• Source
------------------------------------------------------------------------

# Banning



## atticus (24 Jan 2005)

I've got a question:
When you ban somebody, how can you stop them from just comming back and making another account? Do you record their IP address so that they cannot unless they get a different one?


----------



## Navalsnpr (24 Jan 2005)

atticus said:
			
		

> I've got a question:
> When you ban somebody, how can you stop them from just comming back and making another account? Do you record their IP address so that they cannot unless they get a different one?



That won't always work. I know in the GTA (Toronto), Sympatico customers change their IP address every time they log in. As for the rest of us, I could easily have my IP changed. All it takes is a call to the ISP.


----------



## Sh0rtbUs (24 Jan 2005)

I believe this forum operates similarly to Phpbb and bannes via IP. Mind you, this isnt exactly a sound method since a lot of people dont have static IP's (their IP addresses change regularly). BUT, I do know that if a certain individual is being a nuisance and continues to return under a different IP, they're ISP can be contacted and matters can get serious if it goes that far.

Edit: Navalsnpr, you beat me by a milisecond.  ;D


----------



## winchable (24 Jan 2005)

Generally it's obvious when someone has snuck back in and is posting the same garbage that got them banned in the first place.
We have methods of determining for certain if someone is the same as a banned person.

------------------------------------------------------------------------

• Raw records
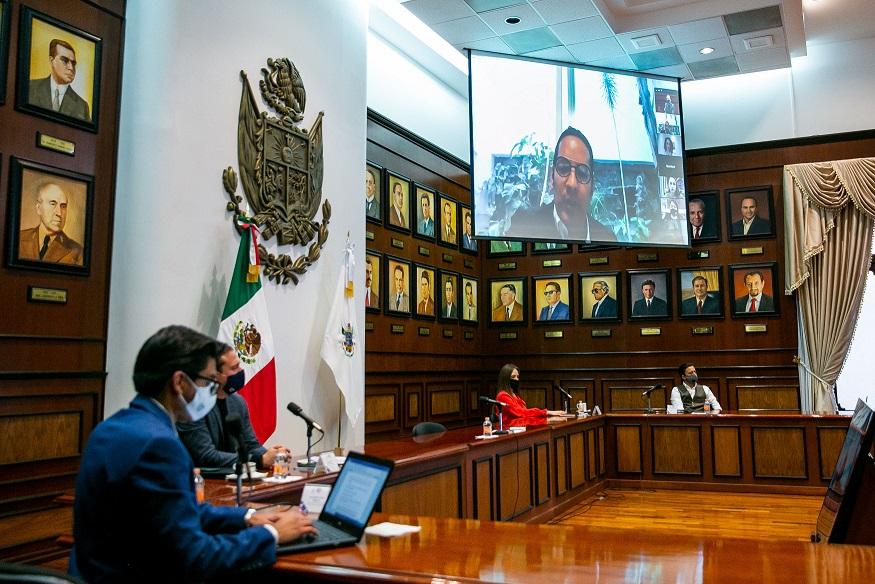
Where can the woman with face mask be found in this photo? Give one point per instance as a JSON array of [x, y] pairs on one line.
[[516, 412]]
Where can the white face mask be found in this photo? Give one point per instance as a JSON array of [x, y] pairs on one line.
[[203, 401]]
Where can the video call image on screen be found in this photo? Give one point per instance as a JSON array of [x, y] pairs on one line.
[[563, 152]]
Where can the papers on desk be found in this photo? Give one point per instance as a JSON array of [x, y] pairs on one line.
[[387, 529]]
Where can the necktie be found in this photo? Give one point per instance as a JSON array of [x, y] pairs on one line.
[[45, 246]]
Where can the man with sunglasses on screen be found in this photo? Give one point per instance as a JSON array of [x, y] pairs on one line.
[[54, 92], [569, 216]]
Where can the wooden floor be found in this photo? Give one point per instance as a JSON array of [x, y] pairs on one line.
[[698, 513]]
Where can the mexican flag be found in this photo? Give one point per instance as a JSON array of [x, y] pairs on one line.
[[246, 328]]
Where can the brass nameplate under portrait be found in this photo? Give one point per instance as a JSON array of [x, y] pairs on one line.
[[52, 295], [55, 144]]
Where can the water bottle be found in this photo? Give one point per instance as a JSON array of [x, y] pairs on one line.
[[199, 485]]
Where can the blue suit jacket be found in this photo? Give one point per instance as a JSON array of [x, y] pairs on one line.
[[135, 518]]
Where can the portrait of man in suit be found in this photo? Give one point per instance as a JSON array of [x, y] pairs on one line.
[[372, 195], [649, 304], [507, 309], [47, 241], [554, 307], [703, 302], [55, 92]]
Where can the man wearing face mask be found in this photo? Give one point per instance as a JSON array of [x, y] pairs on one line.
[[690, 396], [208, 440], [135, 517]]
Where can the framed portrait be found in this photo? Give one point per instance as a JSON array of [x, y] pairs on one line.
[[398, 204], [469, 244], [507, 301], [58, 71], [397, 286], [424, 283], [50, 218], [750, 213], [600, 296], [449, 221], [543, 247], [753, 289], [552, 299], [423, 202], [373, 263], [469, 289], [373, 192], [649, 294], [703, 217], [506, 247], [449, 306], [700, 292]]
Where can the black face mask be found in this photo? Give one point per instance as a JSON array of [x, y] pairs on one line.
[[235, 382]]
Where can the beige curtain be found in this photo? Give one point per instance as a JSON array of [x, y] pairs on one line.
[[829, 210]]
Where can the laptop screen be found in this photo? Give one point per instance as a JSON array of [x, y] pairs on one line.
[[356, 490]]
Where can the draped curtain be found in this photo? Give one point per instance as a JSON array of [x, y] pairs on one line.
[[829, 210]]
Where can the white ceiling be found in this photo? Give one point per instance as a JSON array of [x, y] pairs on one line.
[[659, 36]]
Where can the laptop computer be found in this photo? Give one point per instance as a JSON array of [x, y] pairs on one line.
[[349, 505]]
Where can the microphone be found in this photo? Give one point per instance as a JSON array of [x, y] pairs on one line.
[[296, 409], [489, 400], [647, 392]]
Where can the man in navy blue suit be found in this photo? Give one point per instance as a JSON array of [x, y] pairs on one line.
[[135, 517]]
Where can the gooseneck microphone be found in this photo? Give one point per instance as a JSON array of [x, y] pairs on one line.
[[296, 410]]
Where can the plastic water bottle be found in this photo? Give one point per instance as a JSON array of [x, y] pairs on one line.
[[199, 485]]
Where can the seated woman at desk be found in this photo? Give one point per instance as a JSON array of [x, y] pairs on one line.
[[516, 412]]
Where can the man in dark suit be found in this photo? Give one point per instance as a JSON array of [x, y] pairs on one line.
[[136, 517], [649, 305], [54, 92], [47, 242], [755, 300], [555, 309], [605, 306], [568, 217], [701, 302], [750, 223]]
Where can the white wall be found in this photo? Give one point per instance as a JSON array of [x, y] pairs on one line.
[[174, 245]]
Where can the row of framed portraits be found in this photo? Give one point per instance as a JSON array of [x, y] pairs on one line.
[[399, 287], [400, 204], [58, 71]]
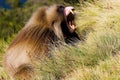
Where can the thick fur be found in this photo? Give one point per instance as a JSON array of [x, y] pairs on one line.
[[33, 41]]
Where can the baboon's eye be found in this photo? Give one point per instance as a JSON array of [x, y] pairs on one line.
[[60, 9]]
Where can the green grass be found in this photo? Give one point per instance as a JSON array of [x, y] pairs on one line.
[[95, 58]]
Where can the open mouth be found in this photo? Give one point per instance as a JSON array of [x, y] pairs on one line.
[[70, 17]]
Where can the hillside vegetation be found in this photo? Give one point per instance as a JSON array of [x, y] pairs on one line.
[[97, 57]]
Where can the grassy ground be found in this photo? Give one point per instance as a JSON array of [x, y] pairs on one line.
[[97, 57]]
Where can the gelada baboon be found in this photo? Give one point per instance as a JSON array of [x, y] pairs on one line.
[[47, 26]]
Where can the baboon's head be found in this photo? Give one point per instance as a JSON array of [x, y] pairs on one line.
[[58, 18]]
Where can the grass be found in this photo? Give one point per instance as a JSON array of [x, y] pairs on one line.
[[95, 58]]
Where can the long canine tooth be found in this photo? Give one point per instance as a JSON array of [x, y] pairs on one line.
[[71, 11]]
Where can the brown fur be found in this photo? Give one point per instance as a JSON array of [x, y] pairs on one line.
[[32, 42]]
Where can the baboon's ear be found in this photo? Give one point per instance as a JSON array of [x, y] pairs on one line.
[[57, 30]]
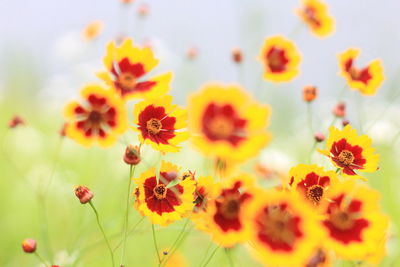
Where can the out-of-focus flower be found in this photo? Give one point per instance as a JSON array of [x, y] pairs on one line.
[[280, 58], [316, 15], [29, 245], [223, 122], [93, 30], [192, 53], [166, 200], [100, 118], [368, 79], [237, 55], [83, 194], [350, 152], [312, 182], [354, 221], [310, 93], [285, 230], [319, 137], [339, 110], [126, 67], [226, 215], [161, 123], [16, 121], [132, 155]]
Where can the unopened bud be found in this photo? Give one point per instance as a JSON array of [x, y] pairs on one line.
[[29, 245], [319, 137], [310, 93], [83, 194], [339, 110], [237, 55], [132, 155]]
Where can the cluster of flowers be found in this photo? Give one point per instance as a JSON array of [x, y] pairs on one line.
[[315, 215]]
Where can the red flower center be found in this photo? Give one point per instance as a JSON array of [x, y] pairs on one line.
[[276, 59], [153, 126]]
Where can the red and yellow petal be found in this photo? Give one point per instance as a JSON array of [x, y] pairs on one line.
[[280, 58]]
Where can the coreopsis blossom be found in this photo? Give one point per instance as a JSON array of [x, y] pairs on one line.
[[368, 79], [226, 123], [225, 215], [99, 118], [355, 224], [161, 123], [280, 58], [350, 152], [316, 15], [285, 230], [166, 200], [127, 66], [311, 181], [92, 30]]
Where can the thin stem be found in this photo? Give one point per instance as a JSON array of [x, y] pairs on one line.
[[102, 231], [41, 259], [211, 256], [155, 243], [131, 172]]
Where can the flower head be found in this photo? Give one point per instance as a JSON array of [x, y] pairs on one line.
[[166, 200], [126, 67], [223, 122], [350, 152], [316, 15], [354, 222], [285, 230], [280, 58], [312, 182], [29, 245], [368, 79], [100, 118], [161, 123]]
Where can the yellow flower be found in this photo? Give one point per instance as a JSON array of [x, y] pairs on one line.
[[356, 226], [126, 67], [350, 152], [280, 58], [226, 123], [225, 216], [165, 201], [316, 15], [311, 181], [368, 79], [160, 123], [100, 118], [92, 30], [285, 230]]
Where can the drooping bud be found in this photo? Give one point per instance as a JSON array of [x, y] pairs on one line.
[[319, 137], [310, 93], [29, 245], [16, 121], [83, 194], [132, 155], [339, 110], [237, 55]]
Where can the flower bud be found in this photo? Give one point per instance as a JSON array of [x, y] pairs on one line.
[[319, 137], [132, 155], [29, 245], [16, 121], [83, 194], [237, 55], [310, 93], [339, 110]]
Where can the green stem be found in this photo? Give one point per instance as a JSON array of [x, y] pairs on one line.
[[41, 259], [102, 231], [155, 243], [131, 172]]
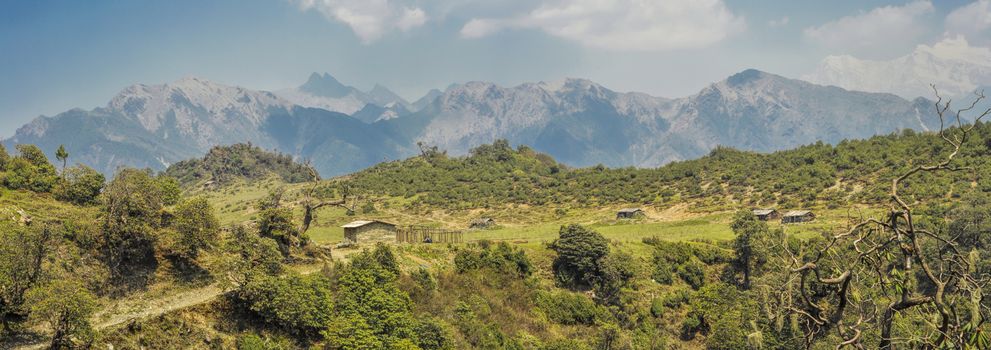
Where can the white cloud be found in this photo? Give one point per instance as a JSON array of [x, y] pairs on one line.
[[369, 19], [412, 17], [879, 31], [781, 22], [637, 25], [972, 21]]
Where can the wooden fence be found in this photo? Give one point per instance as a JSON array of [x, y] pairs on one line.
[[421, 234]]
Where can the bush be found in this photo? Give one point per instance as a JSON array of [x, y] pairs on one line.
[[81, 185], [253, 341], [568, 308], [504, 259], [693, 273], [297, 304], [579, 254], [197, 228]]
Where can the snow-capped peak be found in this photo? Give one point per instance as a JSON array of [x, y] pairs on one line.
[[193, 101], [956, 67]]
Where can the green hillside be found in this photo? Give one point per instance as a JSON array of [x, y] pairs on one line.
[[819, 174], [222, 165], [150, 260]]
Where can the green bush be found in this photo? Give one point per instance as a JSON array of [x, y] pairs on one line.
[[580, 252], [297, 304], [503, 258], [568, 308], [693, 273], [80, 185]]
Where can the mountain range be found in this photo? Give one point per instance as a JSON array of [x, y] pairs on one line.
[[341, 129], [952, 64]]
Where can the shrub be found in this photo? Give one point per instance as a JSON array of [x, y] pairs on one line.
[[693, 273], [297, 304], [81, 185], [568, 308], [579, 254], [503, 258], [253, 341]]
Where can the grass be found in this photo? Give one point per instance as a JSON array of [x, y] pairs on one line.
[[527, 226]]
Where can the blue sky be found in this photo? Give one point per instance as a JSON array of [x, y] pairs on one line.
[[56, 55]]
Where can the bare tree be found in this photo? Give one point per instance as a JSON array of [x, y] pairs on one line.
[[891, 266]]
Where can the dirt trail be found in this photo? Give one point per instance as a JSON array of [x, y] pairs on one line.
[[138, 307]]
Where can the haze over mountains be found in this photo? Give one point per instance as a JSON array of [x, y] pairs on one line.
[[954, 66], [342, 129]]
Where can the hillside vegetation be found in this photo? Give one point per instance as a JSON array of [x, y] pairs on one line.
[[496, 175], [75, 247]]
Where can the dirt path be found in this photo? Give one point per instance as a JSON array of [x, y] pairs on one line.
[[139, 307]]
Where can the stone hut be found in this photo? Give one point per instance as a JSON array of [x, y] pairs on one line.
[[482, 223], [766, 214], [796, 216], [629, 213], [368, 230]]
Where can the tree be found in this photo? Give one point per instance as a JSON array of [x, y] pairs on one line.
[[299, 304], [30, 170], [169, 189], [62, 155], [66, 306], [4, 157], [895, 266], [370, 308], [131, 220], [23, 251], [245, 256], [750, 244], [80, 185], [197, 227], [275, 222], [579, 253]]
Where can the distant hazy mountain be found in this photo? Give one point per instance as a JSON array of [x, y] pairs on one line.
[[156, 125], [577, 121], [325, 92], [582, 123], [427, 99], [952, 64], [373, 113]]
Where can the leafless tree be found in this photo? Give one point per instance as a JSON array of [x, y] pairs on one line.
[[890, 266]]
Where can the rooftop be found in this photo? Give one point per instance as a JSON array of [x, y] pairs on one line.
[[360, 223]]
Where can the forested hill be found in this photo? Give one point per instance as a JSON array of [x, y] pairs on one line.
[[816, 174], [223, 164]]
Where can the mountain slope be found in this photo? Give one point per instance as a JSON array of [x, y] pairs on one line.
[[582, 123], [576, 121], [326, 92], [155, 126]]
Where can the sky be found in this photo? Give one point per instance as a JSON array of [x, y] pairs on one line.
[[57, 55]]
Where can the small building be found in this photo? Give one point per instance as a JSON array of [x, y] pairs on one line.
[[368, 230], [629, 213], [766, 214], [795, 216], [482, 223]]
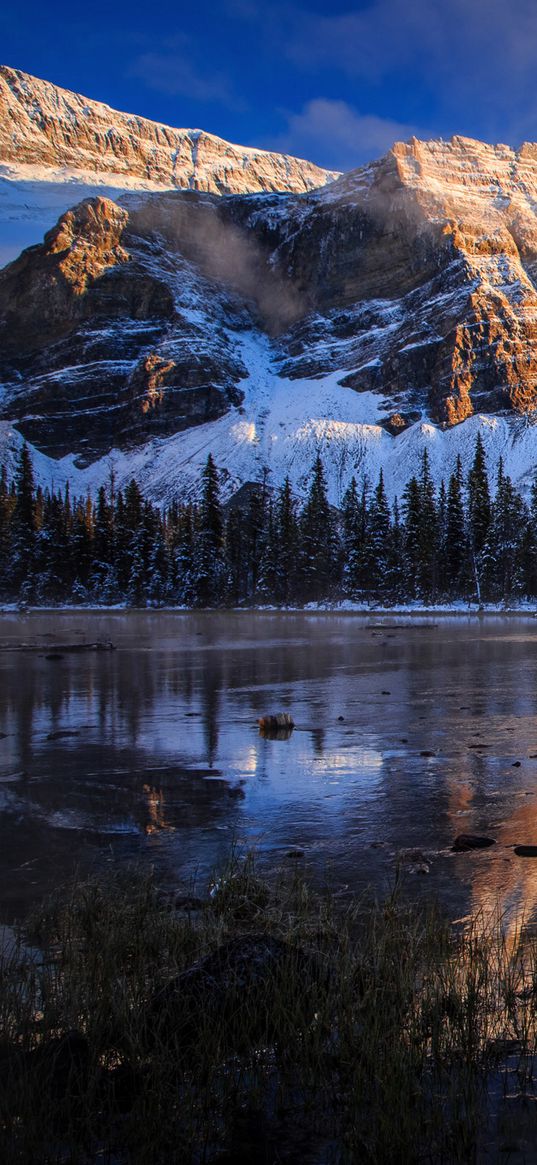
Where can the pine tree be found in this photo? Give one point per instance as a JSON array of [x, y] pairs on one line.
[[479, 513], [23, 537], [411, 537], [456, 543], [354, 531], [379, 530], [285, 546], [428, 539], [209, 574], [318, 552]]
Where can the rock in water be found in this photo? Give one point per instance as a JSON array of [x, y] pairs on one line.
[[281, 721], [465, 841]]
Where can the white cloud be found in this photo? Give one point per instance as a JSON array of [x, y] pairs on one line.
[[333, 134]]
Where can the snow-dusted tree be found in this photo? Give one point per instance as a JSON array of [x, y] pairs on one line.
[[379, 530], [456, 545], [479, 513], [319, 549], [354, 515], [209, 573]]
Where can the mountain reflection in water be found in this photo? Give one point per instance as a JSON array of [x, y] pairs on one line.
[[405, 735]]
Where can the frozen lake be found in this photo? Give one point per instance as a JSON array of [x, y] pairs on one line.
[[409, 732]]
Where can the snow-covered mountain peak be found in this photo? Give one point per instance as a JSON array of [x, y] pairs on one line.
[[42, 125]]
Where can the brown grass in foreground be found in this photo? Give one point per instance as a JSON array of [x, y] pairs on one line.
[[263, 1024]]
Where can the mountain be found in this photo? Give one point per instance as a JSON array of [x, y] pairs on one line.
[[394, 308], [58, 147]]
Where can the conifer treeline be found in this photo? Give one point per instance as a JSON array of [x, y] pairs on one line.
[[465, 539]]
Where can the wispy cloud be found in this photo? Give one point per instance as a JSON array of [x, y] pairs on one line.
[[338, 136], [471, 63], [461, 49]]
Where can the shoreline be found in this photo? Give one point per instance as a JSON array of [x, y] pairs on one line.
[[345, 608]]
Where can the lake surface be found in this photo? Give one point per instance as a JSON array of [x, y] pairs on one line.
[[167, 764]]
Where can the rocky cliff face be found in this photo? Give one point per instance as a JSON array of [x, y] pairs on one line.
[[409, 283], [43, 126]]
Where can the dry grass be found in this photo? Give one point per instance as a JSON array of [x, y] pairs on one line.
[[368, 1035]]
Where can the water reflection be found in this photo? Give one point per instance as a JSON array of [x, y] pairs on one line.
[[404, 736]]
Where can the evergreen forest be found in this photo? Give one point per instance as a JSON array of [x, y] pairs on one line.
[[472, 538]]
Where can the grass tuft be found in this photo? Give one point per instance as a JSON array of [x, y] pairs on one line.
[[261, 1024]]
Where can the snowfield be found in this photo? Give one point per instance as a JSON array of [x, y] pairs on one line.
[[281, 426]]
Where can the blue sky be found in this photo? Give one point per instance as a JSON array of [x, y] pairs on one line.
[[333, 83]]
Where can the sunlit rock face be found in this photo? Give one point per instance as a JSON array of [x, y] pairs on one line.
[[411, 279], [44, 126]]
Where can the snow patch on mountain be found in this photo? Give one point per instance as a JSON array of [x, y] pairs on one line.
[[281, 426]]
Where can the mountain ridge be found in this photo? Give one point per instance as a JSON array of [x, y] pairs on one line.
[[389, 310], [42, 124]]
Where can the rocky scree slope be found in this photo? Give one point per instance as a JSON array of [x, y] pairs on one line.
[[46, 127], [408, 286]]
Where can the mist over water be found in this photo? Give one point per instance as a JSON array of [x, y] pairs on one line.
[[408, 732]]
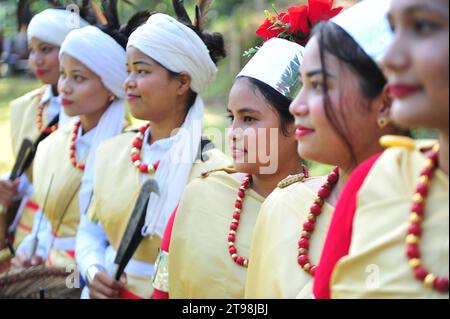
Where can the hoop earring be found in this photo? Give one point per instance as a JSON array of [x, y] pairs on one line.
[[382, 122]]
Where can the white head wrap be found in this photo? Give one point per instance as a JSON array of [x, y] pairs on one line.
[[106, 58], [366, 22], [101, 54], [53, 25], [277, 63], [177, 48]]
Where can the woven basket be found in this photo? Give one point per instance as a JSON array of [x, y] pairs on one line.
[[37, 282]]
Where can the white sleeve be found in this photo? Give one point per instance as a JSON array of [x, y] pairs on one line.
[[90, 246], [44, 235]]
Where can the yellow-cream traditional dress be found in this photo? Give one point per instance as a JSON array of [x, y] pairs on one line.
[[53, 164], [117, 186], [377, 265], [200, 265], [24, 118], [274, 272]]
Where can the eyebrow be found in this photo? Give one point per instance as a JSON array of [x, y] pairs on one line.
[[420, 7], [245, 110], [141, 62], [316, 72]]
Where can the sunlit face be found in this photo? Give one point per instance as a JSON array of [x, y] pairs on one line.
[[257, 141], [416, 63], [81, 90], [149, 87], [318, 140], [44, 60]]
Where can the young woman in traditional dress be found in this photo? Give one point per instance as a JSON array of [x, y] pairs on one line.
[[340, 114], [38, 112], [169, 64], [389, 237], [92, 72]]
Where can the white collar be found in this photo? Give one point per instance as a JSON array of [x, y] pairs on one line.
[[163, 144], [47, 95]]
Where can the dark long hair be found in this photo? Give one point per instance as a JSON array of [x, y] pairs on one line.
[[213, 40], [335, 41]]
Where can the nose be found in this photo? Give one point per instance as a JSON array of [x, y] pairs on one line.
[[64, 87], [299, 107], [234, 132], [130, 82], [39, 59], [396, 58]]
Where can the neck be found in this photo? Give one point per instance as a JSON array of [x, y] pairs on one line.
[[443, 152], [264, 184], [164, 129], [90, 121], [55, 90]]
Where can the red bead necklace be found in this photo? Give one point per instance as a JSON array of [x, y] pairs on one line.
[[309, 226], [415, 229], [241, 261], [73, 152], [136, 157]]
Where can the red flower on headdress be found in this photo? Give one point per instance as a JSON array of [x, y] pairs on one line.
[[296, 24]]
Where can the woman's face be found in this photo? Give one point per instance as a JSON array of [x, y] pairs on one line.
[[318, 140], [81, 90], [150, 89], [257, 141], [416, 63], [44, 60]]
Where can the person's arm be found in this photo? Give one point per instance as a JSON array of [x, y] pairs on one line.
[[42, 232]]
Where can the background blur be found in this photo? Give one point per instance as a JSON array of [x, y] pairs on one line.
[[236, 20]]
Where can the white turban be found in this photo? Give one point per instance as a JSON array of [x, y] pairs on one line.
[[101, 54], [53, 25], [106, 58], [176, 47]]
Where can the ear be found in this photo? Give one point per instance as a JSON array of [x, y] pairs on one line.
[[184, 83], [383, 104]]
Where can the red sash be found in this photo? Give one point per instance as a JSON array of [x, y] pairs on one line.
[[339, 235], [157, 294]]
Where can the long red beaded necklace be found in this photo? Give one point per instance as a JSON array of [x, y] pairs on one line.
[[241, 261], [39, 120], [415, 230], [308, 227], [136, 157], [73, 152]]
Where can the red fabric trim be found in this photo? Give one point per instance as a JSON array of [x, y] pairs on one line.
[[32, 205], [25, 228], [339, 236], [125, 294], [165, 244], [71, 253]]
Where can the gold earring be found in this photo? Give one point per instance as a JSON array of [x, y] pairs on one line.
[[382, 122]]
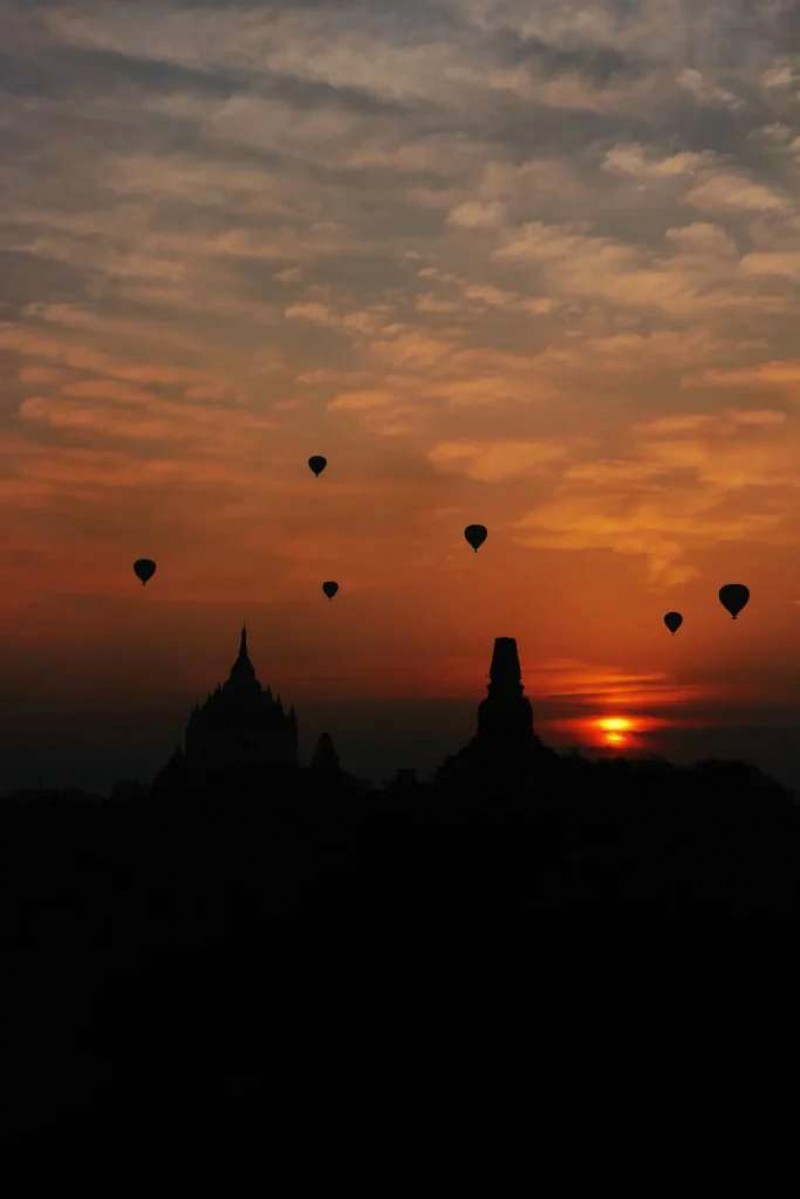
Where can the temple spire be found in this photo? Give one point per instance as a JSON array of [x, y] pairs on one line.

------------------------------------------------------------------------

• List of tasks
A) Based on the banning thread above, do these statements agree with it? (i) Navalsnpr says Sympatico customers in the GTA get a new IP address each time they log in. (ii) Sh0rtbUs calls banning by IP address a reliable method. (iii) winchable says there is no way to confirm that a new user is a banned person. Answer yes or no for each, and quote the words that decide it.
B) Repeat the banning thread word for word, from "I believe this" up to and including "winchable (24 Jan 2005)".

• Results by task
A)
(i) Yes: "Sympatico customers change their IP address every time they log in."
(ii) No: "this isnt exactly a sound method since a lot of people dont have static IP's"
(iii) No: "We have methods of determining for certain if someone is the same as a banned person."

B)
I believe this forum operates similarly to Phpbb and bannes via IP. Mind you, this isnt exactly a sound method since a lot of people dont have static IP's (their IP addresses change regularly). BUT, I do know that if a certain individual is being a nuisance and continues to return under a different IP, they're ISP can be contacted and matters can get serious if it goes that far.

Edit: Navalsnpr, you beat me by a milisecond.  ;D


----------



## winchable (24 Jan 2005)